▶ [What you have to do]: Print verbatim every line starting at the one that contains "Task: point at every instance of the nurse, one" and ending at the final line of the records; include both endpoints.

======

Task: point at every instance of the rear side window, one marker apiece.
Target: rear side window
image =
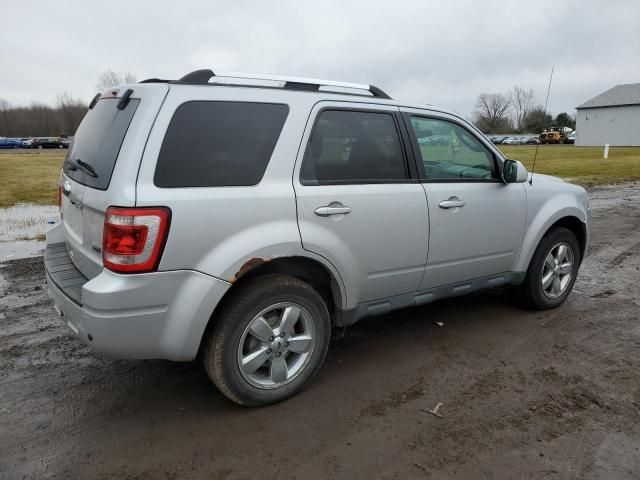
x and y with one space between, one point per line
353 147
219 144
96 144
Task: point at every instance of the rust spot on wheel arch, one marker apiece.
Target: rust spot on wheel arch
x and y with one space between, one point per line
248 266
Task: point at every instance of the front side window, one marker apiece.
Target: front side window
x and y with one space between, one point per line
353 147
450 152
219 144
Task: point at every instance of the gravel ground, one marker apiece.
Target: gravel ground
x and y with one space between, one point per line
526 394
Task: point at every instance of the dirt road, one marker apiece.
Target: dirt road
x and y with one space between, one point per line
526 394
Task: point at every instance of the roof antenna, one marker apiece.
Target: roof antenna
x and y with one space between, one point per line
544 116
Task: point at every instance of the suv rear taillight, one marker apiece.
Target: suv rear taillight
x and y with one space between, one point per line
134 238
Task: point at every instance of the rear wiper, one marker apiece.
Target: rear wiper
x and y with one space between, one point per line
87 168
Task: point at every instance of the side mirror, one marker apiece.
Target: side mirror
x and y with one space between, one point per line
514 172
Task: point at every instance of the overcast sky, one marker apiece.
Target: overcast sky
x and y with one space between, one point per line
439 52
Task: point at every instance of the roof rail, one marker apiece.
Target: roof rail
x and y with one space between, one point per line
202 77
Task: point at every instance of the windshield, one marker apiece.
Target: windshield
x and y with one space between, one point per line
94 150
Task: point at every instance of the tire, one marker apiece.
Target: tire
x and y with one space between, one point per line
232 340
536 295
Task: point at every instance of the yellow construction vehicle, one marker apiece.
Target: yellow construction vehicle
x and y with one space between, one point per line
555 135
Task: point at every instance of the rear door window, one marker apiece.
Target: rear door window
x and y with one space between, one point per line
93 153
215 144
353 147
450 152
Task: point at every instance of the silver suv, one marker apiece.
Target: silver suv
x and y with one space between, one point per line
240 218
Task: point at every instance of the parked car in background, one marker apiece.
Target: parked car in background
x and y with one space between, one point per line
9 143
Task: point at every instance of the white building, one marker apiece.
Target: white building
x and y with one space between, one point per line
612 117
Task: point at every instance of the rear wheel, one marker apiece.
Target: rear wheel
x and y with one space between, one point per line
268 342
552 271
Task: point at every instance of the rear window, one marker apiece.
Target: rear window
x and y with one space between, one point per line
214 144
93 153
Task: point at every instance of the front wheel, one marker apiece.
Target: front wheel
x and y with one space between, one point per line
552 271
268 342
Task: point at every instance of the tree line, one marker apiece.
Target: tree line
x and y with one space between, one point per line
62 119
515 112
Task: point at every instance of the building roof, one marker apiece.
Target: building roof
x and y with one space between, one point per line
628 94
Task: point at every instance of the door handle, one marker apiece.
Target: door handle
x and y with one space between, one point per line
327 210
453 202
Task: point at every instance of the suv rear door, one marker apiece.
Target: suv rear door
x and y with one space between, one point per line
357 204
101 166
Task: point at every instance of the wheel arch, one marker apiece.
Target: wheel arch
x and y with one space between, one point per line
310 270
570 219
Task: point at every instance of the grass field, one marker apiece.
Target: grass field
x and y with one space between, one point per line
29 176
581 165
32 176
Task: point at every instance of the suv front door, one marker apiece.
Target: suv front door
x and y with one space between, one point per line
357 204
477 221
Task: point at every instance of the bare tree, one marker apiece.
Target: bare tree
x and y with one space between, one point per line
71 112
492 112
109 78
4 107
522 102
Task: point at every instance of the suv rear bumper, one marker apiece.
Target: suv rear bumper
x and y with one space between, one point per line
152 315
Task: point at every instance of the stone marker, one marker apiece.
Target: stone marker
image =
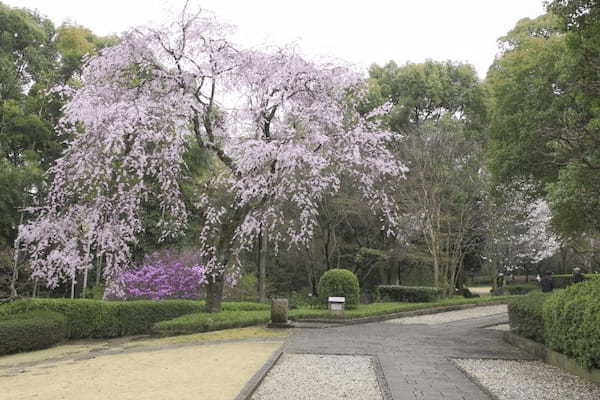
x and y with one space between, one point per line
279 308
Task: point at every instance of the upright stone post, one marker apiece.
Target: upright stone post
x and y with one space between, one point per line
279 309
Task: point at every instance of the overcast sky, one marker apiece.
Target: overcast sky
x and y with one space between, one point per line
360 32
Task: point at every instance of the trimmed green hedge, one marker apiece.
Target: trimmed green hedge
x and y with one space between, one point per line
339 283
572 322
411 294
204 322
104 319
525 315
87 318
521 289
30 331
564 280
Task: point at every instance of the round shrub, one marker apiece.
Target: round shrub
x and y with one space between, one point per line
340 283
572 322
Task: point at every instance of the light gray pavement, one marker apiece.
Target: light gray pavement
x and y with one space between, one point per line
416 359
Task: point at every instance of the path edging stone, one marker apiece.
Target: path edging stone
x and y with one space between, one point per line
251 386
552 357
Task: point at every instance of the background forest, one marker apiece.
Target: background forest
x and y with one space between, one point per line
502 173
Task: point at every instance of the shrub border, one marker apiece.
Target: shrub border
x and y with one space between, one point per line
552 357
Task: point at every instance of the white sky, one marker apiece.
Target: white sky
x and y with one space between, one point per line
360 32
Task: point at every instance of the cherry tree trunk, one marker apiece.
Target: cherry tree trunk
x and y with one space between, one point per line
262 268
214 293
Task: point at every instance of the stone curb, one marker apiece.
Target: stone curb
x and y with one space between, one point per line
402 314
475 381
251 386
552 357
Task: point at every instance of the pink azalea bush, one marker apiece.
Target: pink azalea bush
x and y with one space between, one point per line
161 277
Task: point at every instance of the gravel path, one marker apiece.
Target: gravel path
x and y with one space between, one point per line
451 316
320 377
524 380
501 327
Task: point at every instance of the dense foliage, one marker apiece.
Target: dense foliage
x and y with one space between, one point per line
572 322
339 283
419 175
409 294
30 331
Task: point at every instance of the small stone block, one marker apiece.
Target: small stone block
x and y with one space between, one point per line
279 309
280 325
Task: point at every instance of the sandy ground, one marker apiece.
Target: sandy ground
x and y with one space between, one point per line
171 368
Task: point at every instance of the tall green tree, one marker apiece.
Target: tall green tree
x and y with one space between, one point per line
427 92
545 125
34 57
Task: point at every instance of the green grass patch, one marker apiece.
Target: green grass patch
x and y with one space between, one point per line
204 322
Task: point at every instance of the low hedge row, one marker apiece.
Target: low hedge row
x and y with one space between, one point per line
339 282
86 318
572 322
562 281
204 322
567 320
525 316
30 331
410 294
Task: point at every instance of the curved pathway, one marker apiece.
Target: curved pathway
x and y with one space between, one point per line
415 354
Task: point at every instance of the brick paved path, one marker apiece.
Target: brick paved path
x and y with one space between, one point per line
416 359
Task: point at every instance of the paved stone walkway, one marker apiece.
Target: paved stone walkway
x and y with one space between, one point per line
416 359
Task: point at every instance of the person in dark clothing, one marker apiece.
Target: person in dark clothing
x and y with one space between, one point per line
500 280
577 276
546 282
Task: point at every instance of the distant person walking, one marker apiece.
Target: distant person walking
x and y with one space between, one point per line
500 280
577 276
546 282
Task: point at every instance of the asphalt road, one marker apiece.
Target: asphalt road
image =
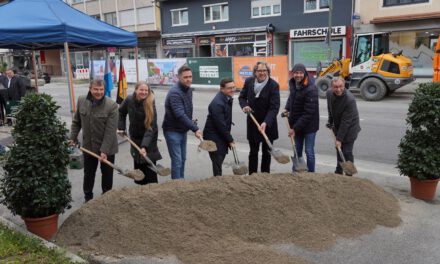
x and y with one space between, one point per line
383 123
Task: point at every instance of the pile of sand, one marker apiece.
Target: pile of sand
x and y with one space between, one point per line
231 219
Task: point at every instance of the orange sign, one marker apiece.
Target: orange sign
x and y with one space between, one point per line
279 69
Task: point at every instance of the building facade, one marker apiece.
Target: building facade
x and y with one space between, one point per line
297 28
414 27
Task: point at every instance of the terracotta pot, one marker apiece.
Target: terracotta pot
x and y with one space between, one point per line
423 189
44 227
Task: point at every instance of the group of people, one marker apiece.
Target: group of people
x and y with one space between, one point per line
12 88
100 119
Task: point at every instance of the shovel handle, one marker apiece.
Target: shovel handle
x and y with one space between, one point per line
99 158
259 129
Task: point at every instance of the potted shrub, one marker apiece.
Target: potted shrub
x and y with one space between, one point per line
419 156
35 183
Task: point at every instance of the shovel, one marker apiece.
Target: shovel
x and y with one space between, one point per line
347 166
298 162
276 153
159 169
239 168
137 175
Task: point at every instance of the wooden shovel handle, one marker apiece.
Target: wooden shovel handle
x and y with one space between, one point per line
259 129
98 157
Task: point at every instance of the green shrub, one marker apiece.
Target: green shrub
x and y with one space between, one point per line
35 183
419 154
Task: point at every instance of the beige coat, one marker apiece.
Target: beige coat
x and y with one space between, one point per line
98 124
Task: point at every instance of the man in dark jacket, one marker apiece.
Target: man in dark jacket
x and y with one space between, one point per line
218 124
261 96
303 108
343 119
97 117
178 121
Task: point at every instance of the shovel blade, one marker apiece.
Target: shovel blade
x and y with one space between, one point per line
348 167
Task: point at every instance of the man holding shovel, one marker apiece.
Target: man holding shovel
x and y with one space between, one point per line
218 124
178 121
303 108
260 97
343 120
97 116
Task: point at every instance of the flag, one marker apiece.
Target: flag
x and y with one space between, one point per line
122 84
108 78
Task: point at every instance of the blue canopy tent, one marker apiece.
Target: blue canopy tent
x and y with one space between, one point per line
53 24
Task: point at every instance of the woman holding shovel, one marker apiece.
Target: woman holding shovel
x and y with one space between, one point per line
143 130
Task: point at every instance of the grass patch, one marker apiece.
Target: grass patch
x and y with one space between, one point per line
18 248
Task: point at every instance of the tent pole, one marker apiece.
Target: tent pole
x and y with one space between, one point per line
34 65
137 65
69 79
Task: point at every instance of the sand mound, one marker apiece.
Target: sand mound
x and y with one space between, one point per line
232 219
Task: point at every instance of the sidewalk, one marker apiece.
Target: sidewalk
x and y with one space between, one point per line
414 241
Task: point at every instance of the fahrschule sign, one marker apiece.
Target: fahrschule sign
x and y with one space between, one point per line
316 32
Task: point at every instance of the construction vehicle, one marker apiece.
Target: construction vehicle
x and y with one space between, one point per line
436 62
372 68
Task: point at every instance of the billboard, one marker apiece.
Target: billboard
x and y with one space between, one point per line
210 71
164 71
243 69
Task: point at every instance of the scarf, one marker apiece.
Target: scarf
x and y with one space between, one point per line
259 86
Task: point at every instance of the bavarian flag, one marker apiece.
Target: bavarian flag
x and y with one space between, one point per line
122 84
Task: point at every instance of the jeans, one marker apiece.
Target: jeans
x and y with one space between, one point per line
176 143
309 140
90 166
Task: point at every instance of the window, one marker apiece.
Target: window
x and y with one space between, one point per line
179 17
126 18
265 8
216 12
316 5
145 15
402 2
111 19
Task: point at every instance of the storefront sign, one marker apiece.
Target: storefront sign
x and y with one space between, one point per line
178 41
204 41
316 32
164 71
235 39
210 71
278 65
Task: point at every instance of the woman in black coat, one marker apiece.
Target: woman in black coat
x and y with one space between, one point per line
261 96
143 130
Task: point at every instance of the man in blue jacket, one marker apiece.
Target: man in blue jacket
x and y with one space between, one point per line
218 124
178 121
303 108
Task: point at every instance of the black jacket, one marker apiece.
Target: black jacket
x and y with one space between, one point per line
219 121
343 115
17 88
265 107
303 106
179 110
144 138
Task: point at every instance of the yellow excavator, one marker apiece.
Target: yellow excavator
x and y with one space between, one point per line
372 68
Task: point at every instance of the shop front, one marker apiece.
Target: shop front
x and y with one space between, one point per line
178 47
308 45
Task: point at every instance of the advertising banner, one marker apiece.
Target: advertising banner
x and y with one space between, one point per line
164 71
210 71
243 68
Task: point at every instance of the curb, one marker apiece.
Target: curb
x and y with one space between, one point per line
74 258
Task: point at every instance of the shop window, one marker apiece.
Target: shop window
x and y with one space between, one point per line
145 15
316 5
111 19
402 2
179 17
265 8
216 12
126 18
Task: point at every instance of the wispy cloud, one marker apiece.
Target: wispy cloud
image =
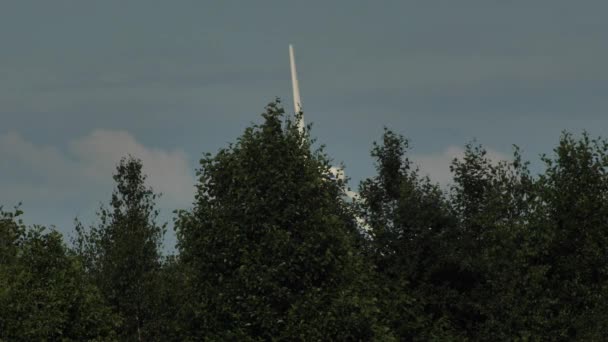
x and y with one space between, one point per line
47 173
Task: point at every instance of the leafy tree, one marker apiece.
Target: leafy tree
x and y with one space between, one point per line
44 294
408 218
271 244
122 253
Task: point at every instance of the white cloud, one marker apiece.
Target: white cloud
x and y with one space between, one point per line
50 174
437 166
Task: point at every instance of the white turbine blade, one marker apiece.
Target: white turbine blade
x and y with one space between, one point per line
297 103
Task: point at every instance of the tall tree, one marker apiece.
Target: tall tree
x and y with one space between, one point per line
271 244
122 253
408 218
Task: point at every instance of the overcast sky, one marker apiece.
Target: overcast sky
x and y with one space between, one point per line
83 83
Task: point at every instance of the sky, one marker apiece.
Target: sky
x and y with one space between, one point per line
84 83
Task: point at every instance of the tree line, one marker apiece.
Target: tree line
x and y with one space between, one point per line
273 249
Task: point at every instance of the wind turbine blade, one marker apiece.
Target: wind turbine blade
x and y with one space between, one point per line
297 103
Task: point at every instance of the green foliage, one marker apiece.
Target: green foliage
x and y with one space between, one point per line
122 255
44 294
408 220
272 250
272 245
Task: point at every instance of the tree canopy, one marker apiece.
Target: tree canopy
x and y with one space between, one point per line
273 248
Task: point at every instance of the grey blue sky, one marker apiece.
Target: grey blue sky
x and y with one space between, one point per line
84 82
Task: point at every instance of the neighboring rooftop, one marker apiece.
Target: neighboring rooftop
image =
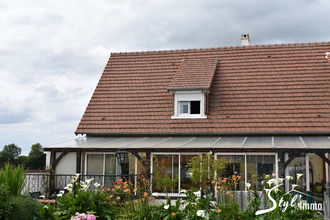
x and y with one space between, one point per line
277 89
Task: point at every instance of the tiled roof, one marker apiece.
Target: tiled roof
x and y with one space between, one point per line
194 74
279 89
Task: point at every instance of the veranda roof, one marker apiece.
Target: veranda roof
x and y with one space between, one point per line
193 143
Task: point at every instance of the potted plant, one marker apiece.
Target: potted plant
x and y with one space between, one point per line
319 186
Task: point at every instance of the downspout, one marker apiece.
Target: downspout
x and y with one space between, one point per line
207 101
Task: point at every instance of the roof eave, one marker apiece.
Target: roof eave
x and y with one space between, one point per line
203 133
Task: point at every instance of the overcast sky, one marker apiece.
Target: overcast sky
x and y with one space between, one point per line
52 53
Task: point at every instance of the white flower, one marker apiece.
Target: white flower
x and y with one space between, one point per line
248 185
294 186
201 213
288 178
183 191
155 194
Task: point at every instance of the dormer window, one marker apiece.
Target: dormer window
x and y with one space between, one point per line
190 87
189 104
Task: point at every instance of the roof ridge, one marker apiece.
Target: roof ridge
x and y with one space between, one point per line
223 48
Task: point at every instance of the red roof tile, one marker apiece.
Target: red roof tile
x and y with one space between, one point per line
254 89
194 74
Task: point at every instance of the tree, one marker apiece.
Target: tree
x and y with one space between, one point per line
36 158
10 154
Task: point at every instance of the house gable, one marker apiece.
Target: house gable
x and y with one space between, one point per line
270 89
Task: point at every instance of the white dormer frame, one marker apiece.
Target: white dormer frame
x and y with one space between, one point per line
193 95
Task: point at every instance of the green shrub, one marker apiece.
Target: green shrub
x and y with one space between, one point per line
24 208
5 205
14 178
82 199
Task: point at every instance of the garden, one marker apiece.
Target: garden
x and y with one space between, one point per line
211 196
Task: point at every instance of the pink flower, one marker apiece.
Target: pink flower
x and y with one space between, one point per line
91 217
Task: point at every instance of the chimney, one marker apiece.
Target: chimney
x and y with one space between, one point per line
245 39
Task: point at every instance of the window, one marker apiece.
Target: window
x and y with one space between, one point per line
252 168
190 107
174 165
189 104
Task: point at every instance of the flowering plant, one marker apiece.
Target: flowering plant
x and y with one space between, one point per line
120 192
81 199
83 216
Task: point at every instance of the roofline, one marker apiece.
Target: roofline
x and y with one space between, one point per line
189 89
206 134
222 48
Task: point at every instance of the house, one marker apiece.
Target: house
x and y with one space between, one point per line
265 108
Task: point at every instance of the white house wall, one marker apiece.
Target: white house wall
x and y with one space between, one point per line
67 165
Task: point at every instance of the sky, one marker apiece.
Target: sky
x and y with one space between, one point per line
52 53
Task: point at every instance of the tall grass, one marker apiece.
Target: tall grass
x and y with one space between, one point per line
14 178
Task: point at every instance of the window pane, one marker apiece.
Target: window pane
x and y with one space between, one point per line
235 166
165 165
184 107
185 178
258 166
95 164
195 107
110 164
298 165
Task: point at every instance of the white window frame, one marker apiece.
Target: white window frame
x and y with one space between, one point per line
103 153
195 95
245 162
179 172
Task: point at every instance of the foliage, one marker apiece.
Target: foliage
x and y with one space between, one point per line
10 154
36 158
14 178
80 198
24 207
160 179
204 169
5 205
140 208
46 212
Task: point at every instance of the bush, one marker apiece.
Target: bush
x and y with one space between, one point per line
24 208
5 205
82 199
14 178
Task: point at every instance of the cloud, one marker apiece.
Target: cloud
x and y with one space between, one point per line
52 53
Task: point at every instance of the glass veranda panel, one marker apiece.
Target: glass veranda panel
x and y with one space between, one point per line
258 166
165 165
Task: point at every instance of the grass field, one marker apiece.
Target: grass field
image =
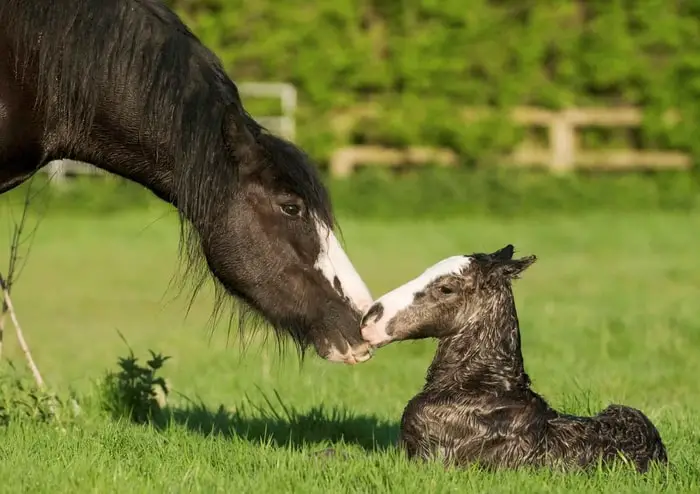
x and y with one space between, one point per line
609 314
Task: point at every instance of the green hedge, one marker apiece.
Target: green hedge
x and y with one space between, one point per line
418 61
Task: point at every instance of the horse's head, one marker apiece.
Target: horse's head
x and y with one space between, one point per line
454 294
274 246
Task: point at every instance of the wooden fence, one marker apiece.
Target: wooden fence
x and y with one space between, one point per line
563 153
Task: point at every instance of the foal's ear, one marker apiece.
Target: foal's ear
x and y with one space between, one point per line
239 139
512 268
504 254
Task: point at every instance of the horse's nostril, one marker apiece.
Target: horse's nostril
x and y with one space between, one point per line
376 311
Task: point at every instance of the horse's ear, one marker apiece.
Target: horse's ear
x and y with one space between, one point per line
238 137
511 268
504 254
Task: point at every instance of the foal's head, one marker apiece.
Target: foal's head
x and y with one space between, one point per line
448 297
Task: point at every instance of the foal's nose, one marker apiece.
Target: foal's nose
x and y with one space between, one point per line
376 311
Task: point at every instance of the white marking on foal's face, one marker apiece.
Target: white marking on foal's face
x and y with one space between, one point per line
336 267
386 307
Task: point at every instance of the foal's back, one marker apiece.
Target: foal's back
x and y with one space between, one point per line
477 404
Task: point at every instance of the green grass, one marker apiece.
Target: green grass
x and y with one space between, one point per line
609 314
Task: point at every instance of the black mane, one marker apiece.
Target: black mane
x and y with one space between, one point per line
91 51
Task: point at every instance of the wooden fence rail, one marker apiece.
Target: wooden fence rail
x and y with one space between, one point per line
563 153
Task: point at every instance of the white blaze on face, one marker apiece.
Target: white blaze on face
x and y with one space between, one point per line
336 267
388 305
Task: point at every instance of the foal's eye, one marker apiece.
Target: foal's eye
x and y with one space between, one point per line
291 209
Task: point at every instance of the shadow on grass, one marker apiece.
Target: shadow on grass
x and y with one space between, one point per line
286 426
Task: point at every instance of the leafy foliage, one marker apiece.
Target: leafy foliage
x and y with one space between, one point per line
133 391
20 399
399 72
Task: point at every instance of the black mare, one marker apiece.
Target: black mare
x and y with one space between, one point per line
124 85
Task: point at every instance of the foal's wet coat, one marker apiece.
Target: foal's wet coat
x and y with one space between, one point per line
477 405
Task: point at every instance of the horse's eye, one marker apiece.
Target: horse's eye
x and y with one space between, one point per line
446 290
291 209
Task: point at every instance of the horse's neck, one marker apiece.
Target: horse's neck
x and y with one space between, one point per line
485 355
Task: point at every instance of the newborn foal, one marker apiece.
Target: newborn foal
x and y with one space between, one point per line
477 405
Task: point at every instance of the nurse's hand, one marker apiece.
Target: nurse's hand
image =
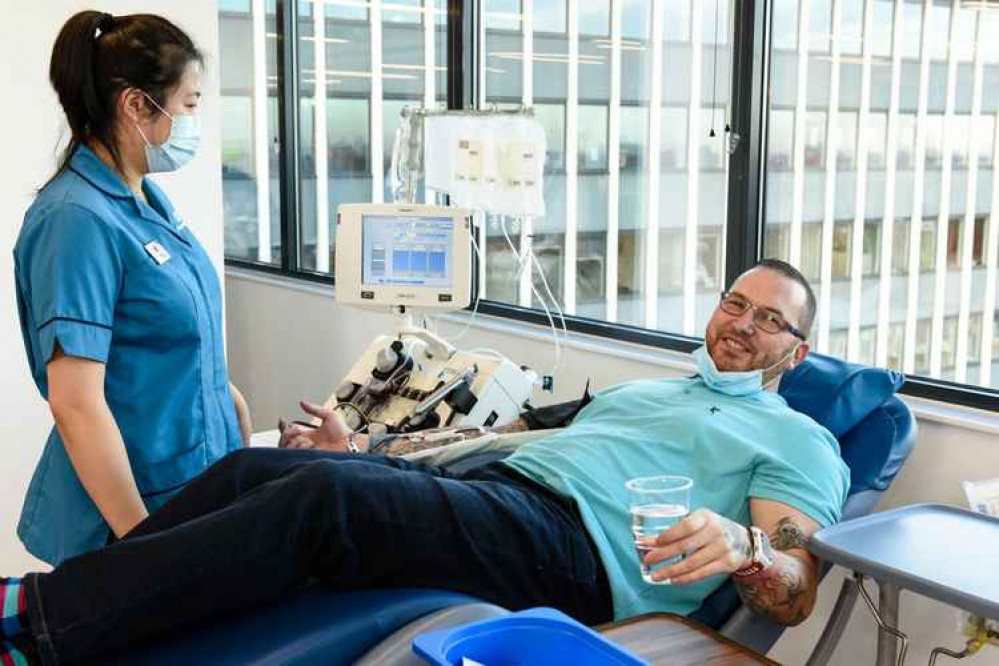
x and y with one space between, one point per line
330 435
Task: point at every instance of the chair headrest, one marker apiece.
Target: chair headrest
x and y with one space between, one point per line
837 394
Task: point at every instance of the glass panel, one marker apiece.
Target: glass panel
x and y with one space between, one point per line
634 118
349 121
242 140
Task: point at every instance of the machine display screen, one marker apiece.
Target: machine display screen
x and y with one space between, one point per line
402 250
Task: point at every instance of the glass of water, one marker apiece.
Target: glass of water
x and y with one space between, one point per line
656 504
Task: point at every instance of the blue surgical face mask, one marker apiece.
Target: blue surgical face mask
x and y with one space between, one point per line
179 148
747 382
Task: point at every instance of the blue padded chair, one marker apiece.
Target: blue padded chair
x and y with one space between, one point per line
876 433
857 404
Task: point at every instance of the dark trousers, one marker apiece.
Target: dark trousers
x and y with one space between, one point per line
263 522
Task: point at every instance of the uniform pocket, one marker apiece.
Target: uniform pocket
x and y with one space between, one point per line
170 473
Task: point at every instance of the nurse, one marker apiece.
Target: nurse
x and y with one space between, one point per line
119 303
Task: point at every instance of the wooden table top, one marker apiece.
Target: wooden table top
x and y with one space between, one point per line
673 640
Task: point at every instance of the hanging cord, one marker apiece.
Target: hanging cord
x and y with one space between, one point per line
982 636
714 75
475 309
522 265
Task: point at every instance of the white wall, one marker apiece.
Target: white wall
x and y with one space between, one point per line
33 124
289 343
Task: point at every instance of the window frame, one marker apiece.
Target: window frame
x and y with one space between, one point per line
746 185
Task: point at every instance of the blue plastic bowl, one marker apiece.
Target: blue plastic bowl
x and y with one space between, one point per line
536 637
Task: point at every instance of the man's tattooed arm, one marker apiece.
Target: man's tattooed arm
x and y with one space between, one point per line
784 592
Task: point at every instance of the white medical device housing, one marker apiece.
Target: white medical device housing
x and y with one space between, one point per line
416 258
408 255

======

▶ [Answer below]:
Task: point at every instance of the nurse, one marker apiece.
Target: nurse
x and y with one space between, one point per line
119 303
Task: point at every instance of the wooden table top, one marker apiece.
Target: wooden table top
x and y with one space between, one point per line
673 640
Task: point at every instance of the hanging cord, one marker apiece.
Target: hanging cord
x and y with one space between, one point per line
982 636
714 75
475 309
522 265
Task: point at every instance of the white wall, one marker apiece.
Target: white wall
x and y with one space between, one point per line
33 124
289 343
Task: point at every instance of the window frame, one marker apiece.
Target: window frame
x and y with one space between, one point per line
746 185
Task: point at every instance of the blue plastic bowl, one marker apiece.
Target: blue plastic bowl
x and y with one space between, one point per line
536 637
Task: point at every instance of the man's tattooed arm, one marker apiece.
Target: man's tattooed arm
x and y with one space between, one point per line
784 592
Task: point at every instance of the white medical device housing, one marker apiece.
Target: white medical device housing
x and y with one space between, one point per line
416 258
408 255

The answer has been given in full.